:: WHAT YOU SHOULD DO ::
Starting at the line that has "Note: pick out each instance of the rein" and going through the end of the listing, write those lines out again with the request included. Multiply each coordinate in the answers by 2.6 and round to whole numbers, with halves going up.
————
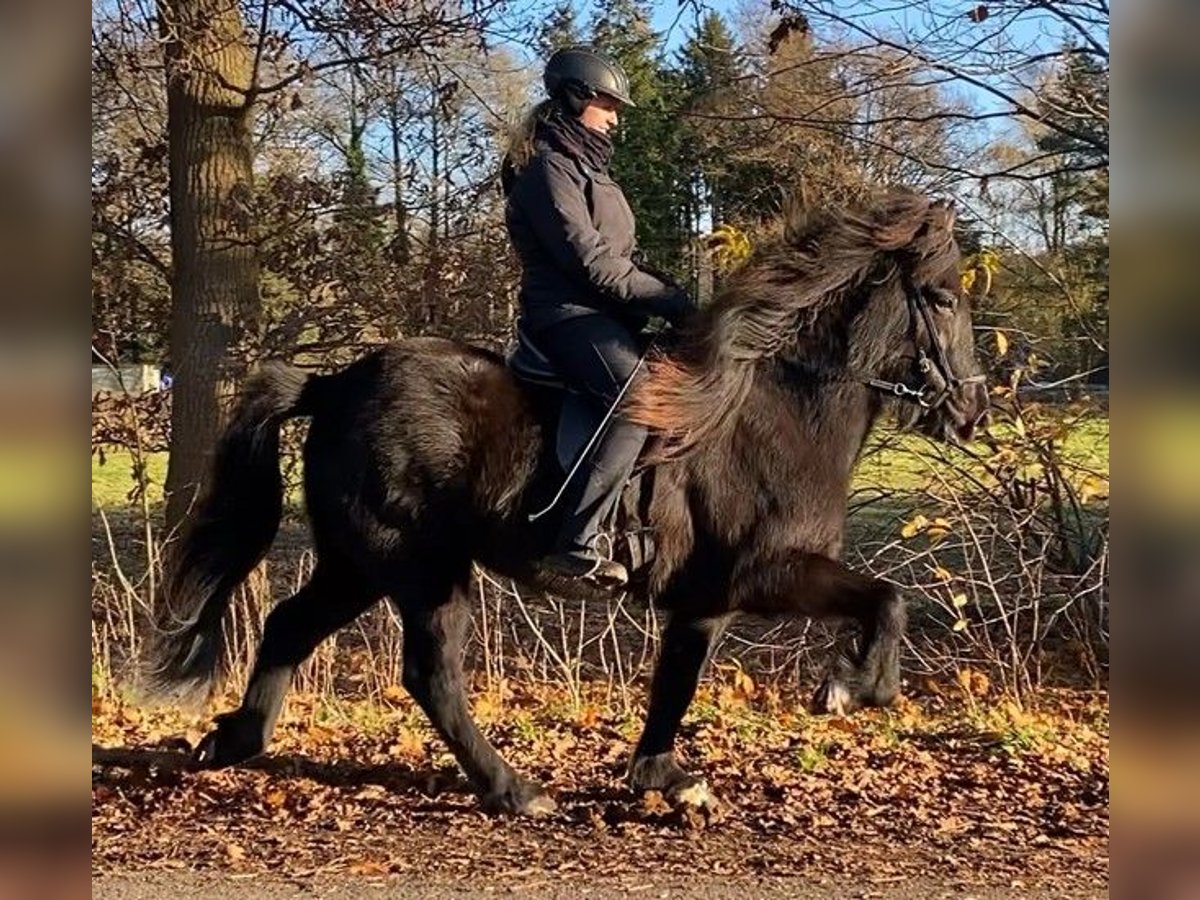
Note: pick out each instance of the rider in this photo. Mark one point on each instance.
(583, 298)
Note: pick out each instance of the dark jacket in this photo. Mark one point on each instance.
(573, 231)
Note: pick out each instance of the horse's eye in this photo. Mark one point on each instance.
(942, 299)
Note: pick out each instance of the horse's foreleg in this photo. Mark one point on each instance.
(291, 634)
(433, 642)
(687, 645)
(813, 585)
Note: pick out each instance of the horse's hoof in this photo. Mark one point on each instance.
(695, 793)
(526, 799)
(833, 697)
(228, 744)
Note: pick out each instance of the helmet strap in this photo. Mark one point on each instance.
(575, 96)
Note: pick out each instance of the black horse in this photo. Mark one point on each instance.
(427, 456)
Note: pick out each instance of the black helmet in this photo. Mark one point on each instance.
(579, 73)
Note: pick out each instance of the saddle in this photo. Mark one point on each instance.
(577, 423)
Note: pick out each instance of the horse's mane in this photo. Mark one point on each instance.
(691, 391)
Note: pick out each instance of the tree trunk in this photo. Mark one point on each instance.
(214, 292)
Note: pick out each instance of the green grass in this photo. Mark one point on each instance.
(112, 481)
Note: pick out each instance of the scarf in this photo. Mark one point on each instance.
(568, 135)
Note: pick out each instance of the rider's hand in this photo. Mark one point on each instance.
(676, 306)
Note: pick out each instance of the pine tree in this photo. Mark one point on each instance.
(559, 30)
(647, 159)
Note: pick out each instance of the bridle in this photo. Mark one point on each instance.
(929, 394)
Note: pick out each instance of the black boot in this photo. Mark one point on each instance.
(591, 497)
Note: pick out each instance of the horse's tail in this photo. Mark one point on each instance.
(229, 534)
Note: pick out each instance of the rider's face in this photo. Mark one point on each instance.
(601, 113)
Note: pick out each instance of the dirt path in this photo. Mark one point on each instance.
(192, 886)
(922, 802)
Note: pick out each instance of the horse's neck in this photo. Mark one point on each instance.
(832, 417)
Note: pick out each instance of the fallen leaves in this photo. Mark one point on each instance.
(882, 795)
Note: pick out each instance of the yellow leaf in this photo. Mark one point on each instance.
(1093, 487)
(1001, 343)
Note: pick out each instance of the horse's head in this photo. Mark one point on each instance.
(930, 360)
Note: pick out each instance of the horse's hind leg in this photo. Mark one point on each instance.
(687, 645)
(333, 598)
(435, 630)
(870, 673)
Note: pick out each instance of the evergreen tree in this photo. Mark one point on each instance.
(559, 30)
(646, 162)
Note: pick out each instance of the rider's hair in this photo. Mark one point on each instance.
(520, 149)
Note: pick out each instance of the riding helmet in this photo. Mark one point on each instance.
(576, 75)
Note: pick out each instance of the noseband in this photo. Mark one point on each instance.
(928, 395)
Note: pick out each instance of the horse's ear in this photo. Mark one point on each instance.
(904, 217)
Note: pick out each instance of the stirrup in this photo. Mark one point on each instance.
(595, 569)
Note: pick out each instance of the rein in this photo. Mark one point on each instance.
(927, 395)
————
:: ANSWER TO THIS TASK ::
Note: pick out each instance of the rein in this photo. Mark one point on each instance.
(2410, 1027)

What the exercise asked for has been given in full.